• **AVAILABLE RECORDS**
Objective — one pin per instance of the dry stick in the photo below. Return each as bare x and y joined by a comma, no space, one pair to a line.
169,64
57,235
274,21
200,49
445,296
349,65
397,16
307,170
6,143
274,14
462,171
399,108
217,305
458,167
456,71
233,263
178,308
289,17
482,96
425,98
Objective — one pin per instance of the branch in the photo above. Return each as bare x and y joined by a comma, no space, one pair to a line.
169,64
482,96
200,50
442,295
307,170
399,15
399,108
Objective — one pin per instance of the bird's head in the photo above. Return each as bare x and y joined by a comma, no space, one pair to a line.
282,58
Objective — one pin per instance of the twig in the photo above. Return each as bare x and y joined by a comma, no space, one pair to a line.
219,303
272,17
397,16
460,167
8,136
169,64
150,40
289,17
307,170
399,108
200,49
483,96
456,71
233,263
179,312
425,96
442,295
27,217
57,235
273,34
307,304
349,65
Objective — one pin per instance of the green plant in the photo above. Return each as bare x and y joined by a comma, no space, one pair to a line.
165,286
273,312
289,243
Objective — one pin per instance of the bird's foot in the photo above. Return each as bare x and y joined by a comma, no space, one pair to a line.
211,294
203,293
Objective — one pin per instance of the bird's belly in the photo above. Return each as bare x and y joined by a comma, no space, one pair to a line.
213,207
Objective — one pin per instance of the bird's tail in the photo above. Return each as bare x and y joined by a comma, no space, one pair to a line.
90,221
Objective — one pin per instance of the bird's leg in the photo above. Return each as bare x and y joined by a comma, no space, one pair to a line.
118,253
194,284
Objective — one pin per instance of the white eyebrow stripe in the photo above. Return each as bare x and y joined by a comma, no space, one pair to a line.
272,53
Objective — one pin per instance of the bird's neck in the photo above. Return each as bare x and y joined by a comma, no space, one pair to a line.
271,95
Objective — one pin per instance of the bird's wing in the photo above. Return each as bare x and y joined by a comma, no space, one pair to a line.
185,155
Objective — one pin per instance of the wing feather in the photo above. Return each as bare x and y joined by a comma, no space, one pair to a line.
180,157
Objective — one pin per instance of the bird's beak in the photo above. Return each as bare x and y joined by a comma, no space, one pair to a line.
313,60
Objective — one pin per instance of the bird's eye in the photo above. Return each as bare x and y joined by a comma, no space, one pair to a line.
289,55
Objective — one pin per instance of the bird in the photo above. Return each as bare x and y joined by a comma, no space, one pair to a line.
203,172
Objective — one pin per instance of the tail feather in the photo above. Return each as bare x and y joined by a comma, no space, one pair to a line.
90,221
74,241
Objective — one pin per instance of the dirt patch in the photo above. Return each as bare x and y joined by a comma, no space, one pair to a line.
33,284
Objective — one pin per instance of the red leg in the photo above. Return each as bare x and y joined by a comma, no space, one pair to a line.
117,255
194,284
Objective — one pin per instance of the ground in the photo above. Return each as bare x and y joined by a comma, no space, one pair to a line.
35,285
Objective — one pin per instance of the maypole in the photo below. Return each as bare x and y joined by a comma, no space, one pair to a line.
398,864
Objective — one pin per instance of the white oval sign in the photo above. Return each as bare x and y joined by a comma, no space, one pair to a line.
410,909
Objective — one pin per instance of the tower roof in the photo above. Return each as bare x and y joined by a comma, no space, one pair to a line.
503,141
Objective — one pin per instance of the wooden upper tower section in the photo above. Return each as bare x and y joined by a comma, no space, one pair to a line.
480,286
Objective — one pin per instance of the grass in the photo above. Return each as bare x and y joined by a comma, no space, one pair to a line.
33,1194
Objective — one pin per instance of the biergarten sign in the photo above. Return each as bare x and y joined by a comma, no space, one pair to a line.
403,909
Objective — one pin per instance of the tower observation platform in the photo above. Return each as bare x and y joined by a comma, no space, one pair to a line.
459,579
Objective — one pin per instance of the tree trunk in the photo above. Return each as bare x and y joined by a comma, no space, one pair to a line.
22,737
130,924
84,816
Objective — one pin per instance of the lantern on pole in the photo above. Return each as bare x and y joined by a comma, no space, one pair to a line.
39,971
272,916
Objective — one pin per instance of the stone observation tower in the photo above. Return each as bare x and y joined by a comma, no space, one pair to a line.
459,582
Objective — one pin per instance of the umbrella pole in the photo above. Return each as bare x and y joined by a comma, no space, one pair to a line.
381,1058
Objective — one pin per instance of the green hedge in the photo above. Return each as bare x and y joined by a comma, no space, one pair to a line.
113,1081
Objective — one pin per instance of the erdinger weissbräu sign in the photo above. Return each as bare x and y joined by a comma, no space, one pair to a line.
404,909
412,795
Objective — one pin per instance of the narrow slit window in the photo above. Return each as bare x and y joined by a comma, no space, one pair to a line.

• **AIM OF THE TASK**
Please convert the text from the line containing "Objective — one pin per instance of the erdinger" through the end of the rows into a Markdown table with the columns Nr and Line. Number each line in Nr, put the line itself in Line, and leave out any blank lines.

• **REPLY**
| Nr | Line |
|---|---|
| 1 | Objective — one pin per instance of the erdinger weissbräu sign in the photo above. Return each as bare x and y joined by a comma, no space, one pair to a line. |
| 2 | 404,909 |
| 3 | 412,795 |
| 4 | Objective — one pin per instance of the narrow slit window in the photo above. Return each as bare x and y joined by a comma, no space, one pair to a line. |